Activity list
A – From the forum thread about frozen embryo transfer, copy word for word the passage starting at "Would you mind" and ending at "in December 2015.".
B – Answer these questions from the forum thread about frozen embryo transfer, one per line:
(i) How long does the natural FET cycle described in the first post last?
(ii) Which tablets does Jo_Hopefor2016 say will help thicken the lining ready for transfer?
(iii) How thick does prettysmiles2015 say her lining is?
C – How would the forum thread about frozen embryo transfer go on? Continue it from where it stops.

Excerpt to read

== Segment start ==

Hi Becky welcome X sorry about your bfn cycle X goodluck with your fet shortly X I'm also doing a FET this cycle X . I have a natural FET so my FET lasts just as long as my cycle which is 27 - 29 days so a month. If I'm right think medicated FET lasts around 4-6 weeks depending on how you respond to drugs but each cycle is different of course I could be wrong but have only had natural FET xx goodluck with your bloods next week X 

Afm: this is the bit I don't like X the waiting for a phone call to say if I have deffo ovulated and to schedule a transfer day in lol X


----------



## Jo_Hopefor2016 (Sep 29, 2014)

Hi Becky - Welcome! Sorry to hear about your failed cycle - great number of frozen embies! We had a failed cycle back in August and an abandoned FET cycle in December. Hoping this cycle is 'The One!' 

Like 8868dee said it all depends on how you respond, I would think if you don't have a period then it'll be medicated, which can take 4-6 weeks.

For example I'm on a medicated cycle and on day 17 of buserelin. I had my baseline scan today and just waiting for them to give me the nod as to when to start progynova tablets, which will help thicken the lining ready for transfer. The nurse said that transfer tends to be 21 days from the start of the tablets, so if I were to start them tomorrow my transfer (all being well) would be around 10th March - obviously this all depends on when I start the tablets!  . This will make my cycle just short of 6 weeks but then I guess with the 2ww it'll take me over 6!!

Sorry for the long winded response but hopefully it'll give you it some idea?? Good luck with your bloods and keep us updated! xx

8868dee - hope you get the call soon! The waiting for me is one of the worse parts of the whole fertility treatment cycle, drives me mad!! Let us know! x


----------



## chloe33Angel (Aug 9, 2015)

Hello ladies,

Would you mind if I joined you? I have just started my first frozen 
cycle on Friday 12th my day 21. Am doing a medicated cycle on buserelin injections daily at the moment after a failed icsi cycle in December 2015.

Had an endometrial scratch on Friday too, praying that makes a difference this time!


----------



## prettysmiles2015 (Jul 24, 2015)

Hi ladies, please can I join you. I've been on the Jan / Feb board for a while but my FET prep is taking AGES  

My lining is 11mm today and I am scheduled for transfer next Thursday. I now have two more injections to go, numbers 33 and 34 respectively and then finally I can change to the cyclogest. I never thought I would actively choose putting things up my bum that make me constipated and fat, over injecting my stomach! But I am READY for a change!

== Segment end ==

Supplied information

== Segment start ==

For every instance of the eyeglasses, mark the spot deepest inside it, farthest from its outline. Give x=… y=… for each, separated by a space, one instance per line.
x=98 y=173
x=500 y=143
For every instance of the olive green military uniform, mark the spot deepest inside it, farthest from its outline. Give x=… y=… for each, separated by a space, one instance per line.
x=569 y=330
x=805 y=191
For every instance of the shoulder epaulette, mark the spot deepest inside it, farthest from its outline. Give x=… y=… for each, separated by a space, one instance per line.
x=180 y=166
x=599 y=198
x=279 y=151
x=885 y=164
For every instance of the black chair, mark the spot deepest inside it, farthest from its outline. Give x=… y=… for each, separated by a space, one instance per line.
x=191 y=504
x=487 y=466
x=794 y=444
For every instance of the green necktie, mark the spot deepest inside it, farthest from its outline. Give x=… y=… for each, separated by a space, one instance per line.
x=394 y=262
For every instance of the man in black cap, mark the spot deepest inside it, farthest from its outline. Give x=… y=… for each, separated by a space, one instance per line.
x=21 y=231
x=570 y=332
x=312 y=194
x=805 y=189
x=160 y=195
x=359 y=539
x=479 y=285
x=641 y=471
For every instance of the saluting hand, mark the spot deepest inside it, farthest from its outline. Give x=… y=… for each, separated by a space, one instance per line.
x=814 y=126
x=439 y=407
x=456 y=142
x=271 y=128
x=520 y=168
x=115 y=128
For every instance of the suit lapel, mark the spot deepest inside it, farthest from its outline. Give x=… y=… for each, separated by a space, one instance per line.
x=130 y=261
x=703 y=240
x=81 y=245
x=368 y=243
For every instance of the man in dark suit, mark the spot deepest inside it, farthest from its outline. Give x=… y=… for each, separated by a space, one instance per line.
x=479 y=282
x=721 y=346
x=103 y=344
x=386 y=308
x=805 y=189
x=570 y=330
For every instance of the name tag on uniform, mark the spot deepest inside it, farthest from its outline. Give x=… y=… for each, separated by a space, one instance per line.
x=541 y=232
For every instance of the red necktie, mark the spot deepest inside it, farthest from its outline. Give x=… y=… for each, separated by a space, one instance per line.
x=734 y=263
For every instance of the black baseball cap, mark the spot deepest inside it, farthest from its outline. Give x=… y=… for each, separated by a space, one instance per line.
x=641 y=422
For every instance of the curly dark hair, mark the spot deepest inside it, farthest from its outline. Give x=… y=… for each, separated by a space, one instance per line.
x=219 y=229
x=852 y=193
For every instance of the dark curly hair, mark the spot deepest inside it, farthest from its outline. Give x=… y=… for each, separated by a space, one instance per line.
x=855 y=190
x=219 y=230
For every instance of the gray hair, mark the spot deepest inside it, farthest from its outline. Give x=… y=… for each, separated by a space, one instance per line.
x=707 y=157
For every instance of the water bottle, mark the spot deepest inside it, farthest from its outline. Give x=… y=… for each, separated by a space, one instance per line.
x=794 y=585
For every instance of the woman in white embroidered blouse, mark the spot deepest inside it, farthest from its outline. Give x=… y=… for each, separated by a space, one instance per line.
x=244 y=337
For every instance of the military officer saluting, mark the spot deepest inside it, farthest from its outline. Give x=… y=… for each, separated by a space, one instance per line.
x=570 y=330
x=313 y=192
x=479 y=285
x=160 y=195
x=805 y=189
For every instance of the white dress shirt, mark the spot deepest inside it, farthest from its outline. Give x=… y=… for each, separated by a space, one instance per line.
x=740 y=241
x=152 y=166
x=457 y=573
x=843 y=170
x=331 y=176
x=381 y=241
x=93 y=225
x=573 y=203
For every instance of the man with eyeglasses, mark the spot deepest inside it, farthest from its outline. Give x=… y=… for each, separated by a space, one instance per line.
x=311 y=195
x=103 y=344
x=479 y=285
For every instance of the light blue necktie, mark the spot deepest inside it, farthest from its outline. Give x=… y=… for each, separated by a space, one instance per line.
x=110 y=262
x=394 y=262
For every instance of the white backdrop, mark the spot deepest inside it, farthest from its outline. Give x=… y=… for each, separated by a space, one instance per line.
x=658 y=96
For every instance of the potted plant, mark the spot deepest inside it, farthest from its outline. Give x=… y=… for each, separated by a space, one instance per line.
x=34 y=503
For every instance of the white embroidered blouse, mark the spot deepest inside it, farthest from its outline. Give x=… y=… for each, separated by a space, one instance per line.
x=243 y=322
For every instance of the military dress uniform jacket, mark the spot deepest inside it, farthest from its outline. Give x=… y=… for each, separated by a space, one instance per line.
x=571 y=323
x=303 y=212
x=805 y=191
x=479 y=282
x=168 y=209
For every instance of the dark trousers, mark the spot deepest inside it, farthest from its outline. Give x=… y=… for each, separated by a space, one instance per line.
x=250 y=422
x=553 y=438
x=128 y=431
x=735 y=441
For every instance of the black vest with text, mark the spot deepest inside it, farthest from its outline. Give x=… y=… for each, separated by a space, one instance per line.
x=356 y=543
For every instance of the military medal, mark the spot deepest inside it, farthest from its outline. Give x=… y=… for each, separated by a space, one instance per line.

== Segment end ==

Results of the tasks
A –
Would you mind if I joined you? I have just started my first frozen 
cycle on Friday 12th my day 21. Am doing a medicated cycle on buserelin injections daily at the moment after a failed icsi cycle in December 2015.

B –
(i) 27–29 days, so about a month.
(ii) Progynova.
(iii) 11mm.

C –
Hope you are well. This is my second FET, last time worked but then I miscarried. Confident that this time will be our time


----------



## 8868dee (May 14, 2008)

Jo: yes the waiting for me is the worst part too X 

Welcome Chloe: sorry your December cycle didn't work X go with the meds and go with ur cycle xx 

Welcome pretty smile X sorry for ur miscarriage love xx it's so hard isn't it xx good luck for this cycle X 

Afm: so I have had my phone call and I'm back in on Friday for more bloods and then can schedule transfer. They said they can see I'm ovulating but they just need to confirm that I have ovulated 100% X


----------



## SparkleBright (Nov 13, 2013)

Thanks ladies .... I'm going to book my bloods for Monday just st want to get started again now 

Xx


----------



## Jo_Hopefor2016 (Sep 29, 2014)

Hi Chloe - Hi and welcome - Sorry to hear about your failed cycle. How are you feeling about your FET? Fingers crossed that this is 'the' cycle this time  

Pretty smiles - Hi, welcome - sorry to hear you've had a bit of a nightmare with your prep. I hope your transfer goes well, i'm the same now about the injections and I'm only 17 days in, it gets very wearing! Sorry to hear about your miscarriage. Sending you lots of love and luck for this cycle.  

8868Dee - did they say when your transfer is likely to be if all confirmed? I hope you get the go ahead on Friday x

I was like that too Sparklebright - I just wanted to feel like i was doing something and making a start! 

AFM the nurse rang back this afternoon. I'm to start progynova tomorrow with a doubled dosage from the off, so 6 tablets a day and transfer is expected to take place on the 9th


----------



## leb84 (Aug 6, 2013)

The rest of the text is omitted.